AN EXALTED DORMITION
Geoffrey Kirk preached at the Shrine of Our Lady of Walsingham on the Feast of the Assumption
WHEN MY EDWARDIAN predecessor erected in St Stephen’s Lewisham an elaborate
tabernacle for the Blessed Sacrament he surrounded it, as you do,
with Latin texts taken from the gospels. Below the door, in pride
of place he wrote ‘Et verbum caro factum est. ' Words from the first
chapter of St John: ‘And the word was made flesh’.
My predecessor, no doubt, was wanting to make a point, still controversial
in the Church of England in those days, about the real and substantial
presence of the Lord in the elements of bread and wine. But his quotation,
as I have gazed at it every day for fifteen years, has come to take
a more central place in my faith and my prayers, just as it is central
to the gospel from which it comes.
John puts it at the very beginning of his story, as though he wants
to get the scandalous bits over first. And none of the words he uses
in Greek are quite what in English they seem.
Logos is not 'word' in the sense of a sound spoken or characters on
a page.  It is far more ethereal and disembodied. It is the word from
which we derive our 'logic'. It is purpose, plan concept, reason even,
perhaps even 'reason' itself.

[Saved entries]
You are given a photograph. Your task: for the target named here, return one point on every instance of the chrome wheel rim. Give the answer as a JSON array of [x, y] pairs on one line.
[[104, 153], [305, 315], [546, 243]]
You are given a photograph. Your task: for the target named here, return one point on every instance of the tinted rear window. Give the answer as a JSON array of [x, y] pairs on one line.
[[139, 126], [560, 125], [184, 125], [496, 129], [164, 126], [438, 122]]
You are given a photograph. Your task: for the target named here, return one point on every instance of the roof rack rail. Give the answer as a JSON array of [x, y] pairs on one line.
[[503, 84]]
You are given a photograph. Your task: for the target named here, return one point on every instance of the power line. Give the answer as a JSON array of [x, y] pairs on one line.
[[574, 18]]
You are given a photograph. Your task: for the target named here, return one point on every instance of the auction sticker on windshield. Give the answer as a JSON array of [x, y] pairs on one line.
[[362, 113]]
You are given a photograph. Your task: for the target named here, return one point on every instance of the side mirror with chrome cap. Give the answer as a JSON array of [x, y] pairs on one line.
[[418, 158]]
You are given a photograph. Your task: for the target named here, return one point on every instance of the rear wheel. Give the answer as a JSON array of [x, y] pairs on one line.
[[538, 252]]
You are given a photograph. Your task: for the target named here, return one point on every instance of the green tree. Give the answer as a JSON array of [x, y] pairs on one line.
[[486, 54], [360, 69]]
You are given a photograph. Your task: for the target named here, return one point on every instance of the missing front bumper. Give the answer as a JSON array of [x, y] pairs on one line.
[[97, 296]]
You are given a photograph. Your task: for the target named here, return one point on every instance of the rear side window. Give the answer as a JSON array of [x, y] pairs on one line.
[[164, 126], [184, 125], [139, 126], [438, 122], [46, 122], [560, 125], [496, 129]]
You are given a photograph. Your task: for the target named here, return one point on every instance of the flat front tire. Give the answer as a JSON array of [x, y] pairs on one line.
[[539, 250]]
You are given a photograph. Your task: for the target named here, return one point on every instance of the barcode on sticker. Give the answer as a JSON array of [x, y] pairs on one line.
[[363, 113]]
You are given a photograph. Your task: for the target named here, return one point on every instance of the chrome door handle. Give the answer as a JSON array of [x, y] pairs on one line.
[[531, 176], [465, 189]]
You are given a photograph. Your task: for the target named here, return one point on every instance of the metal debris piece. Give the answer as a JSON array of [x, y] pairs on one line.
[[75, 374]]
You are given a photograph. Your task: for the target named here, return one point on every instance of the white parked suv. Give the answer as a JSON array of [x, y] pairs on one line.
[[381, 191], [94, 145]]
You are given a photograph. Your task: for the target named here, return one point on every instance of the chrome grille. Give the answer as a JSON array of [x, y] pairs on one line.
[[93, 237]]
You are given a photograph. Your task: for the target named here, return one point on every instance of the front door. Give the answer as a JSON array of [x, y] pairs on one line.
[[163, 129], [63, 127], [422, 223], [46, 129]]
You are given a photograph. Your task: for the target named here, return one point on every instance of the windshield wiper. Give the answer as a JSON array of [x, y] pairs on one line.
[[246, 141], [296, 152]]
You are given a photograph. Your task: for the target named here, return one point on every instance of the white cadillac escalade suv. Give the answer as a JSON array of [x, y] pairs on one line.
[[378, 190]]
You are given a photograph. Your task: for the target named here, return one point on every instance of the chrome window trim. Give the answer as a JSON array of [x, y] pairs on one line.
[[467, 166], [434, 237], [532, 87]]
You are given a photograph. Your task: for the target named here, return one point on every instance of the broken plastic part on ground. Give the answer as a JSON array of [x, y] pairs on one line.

▶ Activity list:
1 – Retype the passage of the Walsingham sermon starting at "John puts it" and ending at "even 'reason' itself.".
2 – According to the Walsingham sermon, why did the preacher's Edwardian predecessor place the words "Et verbum caro factum est" below the tabernacle door? Answer in one to three sentences.
3 – Carry on the Walsingham sermon from its final sentence.

▶ Answers for the tasks:
1 –
John puts it at the very beginning of his story, as though he wants
to get the scandalous bits over first. And none of the words he uses
in Greek are quite what in English they seem.
Logos is not 'word' in the sense of a sound spoken or characters on
a page.  It is far more ethereal and disembodied. It is the word from
which we derive our 'logic'. It is purpose, plan concept, reason even,
perhaps even 'reason' itself.

2 – He wanted to make a point about the real and substantial presence of the Lord in the elements of bread and wine. In the Church of England of his day, that point was still controversial.

3 –
And sarx is not ‘flesh’, in the rather neutral way in which we sometimes
use it - ‘a thing of flesh and blood’; ‘the weakness of the flesh’.
It is more a word for the butcher than the moralist. It means meat.
John is trying to demonstrate, by the terms he uses, what a monstrous
oxymoron he is on about. Ultimate purpose linked inextricably to bleeding
meat.
And, of course, what John is on about Walsingham is on about. This
place exists as a place in which to celebrate the Incarnation, the
enfleshment of God. And that can only be done in and through Mary.
This little building redeems the kitsch it contains by the two great
images at its back and front, its beginning and end. Over there is
the home where he was reared, and behind me he sits as he now eternally
is, the flesh of Mary seated beside the flesh of Mary.
Our Lady, who plays so small a part in the narrative of the gospels,
is at the heart of their meaning and significance. Her life spells
out the glorious absurdity of a God who takes on himself our nature.
In her womb the Creator takes on creatureliness, the Maker has a mother.
He who made her all that she is must learn from her to feed, to walk,
to speak, to love and to obey. Mary toilet-trains God. Everything
in her relationship with Jesus brings us back to the contemplation
of those words of John. ‘Et verbum caro factum est’. The word was
made flesh.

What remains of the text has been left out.